• **Selected extract**
——

I dislike the words “forcibly displaced.” The legalistic terminology belies the harsh reality of families fleeing violence in the form of armed attacks, gunfire, rape.

Hiba’s parents ended up in a tent in Lebanon alongside thousands of other Palestinians who were told that they would be eventually allowed to return to their homeland.

They have never been permitted to do so, despite numerous United Nations’ resolutions enshrining in international law the right of return of displaced Palestinians and their descendants.

Old wounds

The tents gradually morphed into makeshift dwellings and then to breezeblock and cement houses. In 1982, during the now-infamous Israeli-led attacks on Lebanon and in particular on Sabra and Shatila refugee camps in Beirut, Hiba, her siblings and parents were forced to try to flee danger once again.

Israeli soldiers opened fire and shot Hiba’s parents dead in front of her.

At age 14, she effectively became an adult.

When I met her all those years ago, Hiba was working with the local staff of an international NGO, running programs across Lebanon. Each day, she would return home to cook and look after two of her siblings who still lived with her. Those two siblings had been diagnosed with schizophrenia, which, Hiba was sure, was caused by the deep trauma of their childhood.

——

Natural-language object grounding data
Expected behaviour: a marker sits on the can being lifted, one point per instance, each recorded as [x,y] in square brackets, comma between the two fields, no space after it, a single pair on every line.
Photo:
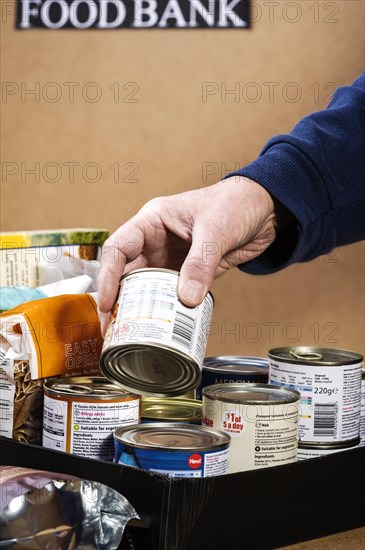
[176,450]
[233,368]
[329,381]
[154,344]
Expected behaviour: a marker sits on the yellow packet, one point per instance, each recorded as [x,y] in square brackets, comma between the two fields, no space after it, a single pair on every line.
[58,336]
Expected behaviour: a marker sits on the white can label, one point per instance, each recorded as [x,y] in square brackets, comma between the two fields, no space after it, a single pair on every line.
[91,425]
[330,398]
[303,454]
[261,435]
[362,414]
[150,312]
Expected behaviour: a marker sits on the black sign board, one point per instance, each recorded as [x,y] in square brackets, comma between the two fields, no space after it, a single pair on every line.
[132,14]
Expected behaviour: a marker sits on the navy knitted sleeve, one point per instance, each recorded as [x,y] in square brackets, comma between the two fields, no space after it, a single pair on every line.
[318,173]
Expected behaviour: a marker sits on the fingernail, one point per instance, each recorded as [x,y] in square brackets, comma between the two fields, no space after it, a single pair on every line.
[192,292]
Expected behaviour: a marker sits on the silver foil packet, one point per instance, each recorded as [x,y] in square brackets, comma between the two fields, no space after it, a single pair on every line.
[51,511]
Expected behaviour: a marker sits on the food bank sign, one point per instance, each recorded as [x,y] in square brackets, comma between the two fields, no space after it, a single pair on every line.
[132,14]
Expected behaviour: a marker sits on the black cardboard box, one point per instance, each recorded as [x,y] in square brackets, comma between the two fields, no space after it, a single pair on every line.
[255,510]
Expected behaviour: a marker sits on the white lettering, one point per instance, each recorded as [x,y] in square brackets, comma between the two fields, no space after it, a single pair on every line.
[93,14]
[226,11]
[207,14]
[45,16]
[104,11]
[148,10]
[28,11]
[172,11]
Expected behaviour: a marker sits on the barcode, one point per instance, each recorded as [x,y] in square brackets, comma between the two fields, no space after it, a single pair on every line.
[325,419]
[183,329]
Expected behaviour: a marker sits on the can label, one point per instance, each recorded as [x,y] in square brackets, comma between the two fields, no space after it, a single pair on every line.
[85,428]
[175,463]
[362,413]
[152,313]
[330,398]
[261,435]
[223,377]
[304,453]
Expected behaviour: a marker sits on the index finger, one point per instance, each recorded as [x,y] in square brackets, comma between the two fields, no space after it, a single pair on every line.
[123,246]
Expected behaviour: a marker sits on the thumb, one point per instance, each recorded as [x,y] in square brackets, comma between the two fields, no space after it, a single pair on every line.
[198,271]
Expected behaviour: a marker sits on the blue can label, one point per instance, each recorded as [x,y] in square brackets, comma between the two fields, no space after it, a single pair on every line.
[174,463]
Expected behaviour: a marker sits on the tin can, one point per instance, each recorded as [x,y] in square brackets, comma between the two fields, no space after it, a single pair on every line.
[233,368]
[262,421]
[324,449]
[154,344]
[362,408]
[176,450]
[329,381]
[80,415]
[175,409]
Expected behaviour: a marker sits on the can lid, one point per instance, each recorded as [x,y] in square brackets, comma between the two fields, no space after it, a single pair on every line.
[175,437]
[251,394]
[85,386]
[315,356]
[149,369]
[236,364]
[177,409]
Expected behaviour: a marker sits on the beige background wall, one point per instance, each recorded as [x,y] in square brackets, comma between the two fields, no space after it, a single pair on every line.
[125,110]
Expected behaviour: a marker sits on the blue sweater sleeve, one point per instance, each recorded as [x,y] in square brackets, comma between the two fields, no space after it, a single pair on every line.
[317,172]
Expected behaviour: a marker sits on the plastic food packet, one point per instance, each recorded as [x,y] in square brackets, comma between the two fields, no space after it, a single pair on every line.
[58,336]
[39,257]
[42,509]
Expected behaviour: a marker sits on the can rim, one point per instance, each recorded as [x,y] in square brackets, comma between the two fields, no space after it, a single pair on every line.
[285,354]
[223,439]
[81,387]
[192,406]
[114,371]
[222,363]
[212,391]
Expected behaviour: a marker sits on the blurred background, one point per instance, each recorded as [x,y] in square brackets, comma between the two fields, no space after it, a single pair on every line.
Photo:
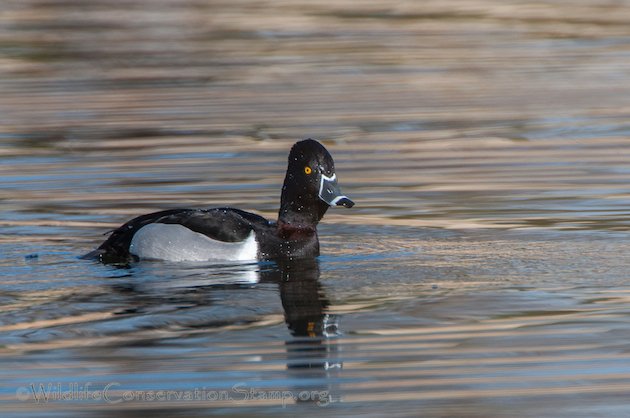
[485,143]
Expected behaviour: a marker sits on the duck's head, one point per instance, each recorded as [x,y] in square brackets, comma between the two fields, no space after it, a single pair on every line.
[310,186]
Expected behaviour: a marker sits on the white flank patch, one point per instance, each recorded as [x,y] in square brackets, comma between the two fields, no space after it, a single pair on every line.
[174,242]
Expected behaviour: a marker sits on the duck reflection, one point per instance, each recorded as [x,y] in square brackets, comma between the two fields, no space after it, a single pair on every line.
[190,294]
[312,353]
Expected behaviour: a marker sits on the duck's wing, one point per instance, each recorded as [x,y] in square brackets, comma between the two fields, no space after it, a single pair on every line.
[222,225]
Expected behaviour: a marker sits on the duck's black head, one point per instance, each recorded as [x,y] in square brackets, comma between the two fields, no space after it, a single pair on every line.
[310,186]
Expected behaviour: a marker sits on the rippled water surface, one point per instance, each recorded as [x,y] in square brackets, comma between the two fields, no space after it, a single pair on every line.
[483,271]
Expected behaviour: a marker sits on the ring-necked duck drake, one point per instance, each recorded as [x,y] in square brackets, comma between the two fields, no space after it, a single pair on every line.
[310,187]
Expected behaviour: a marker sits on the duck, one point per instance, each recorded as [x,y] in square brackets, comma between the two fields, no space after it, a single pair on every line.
[229,234]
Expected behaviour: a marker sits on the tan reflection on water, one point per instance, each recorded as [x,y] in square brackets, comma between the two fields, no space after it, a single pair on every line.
[474,117]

——

• **Work instruction 1**
In the passage about Hiba, what happened to Hiba's parents in 1982?
• **Work instruction 2**
Copy the passage about Hiba between "They have never" and "became an adult.", inclusive.

• **Task response 1**
Israeli soldiers shot them dead in front of her.

• **Task response 2**
They have never been permitted to do so, despite numerous United Nations’ resolutions enshrining in international law the right of return of displaced Palestinians and their descendants.

Old wounds

The tents gradually morphed into makeshift dwellings and then to breezeblock and cement houses. In 1982, during the now-infamous Israeli-led attacks on Lebanon and in particular on Sabra and Shatila refugee camps in Beirut, Hiba, her siblings and parents were forced to try to flee danger once again.

Israeli soldiers opened fire and shot Hiba’s parents dead in front of her.

At age 14, she effectively became an adult.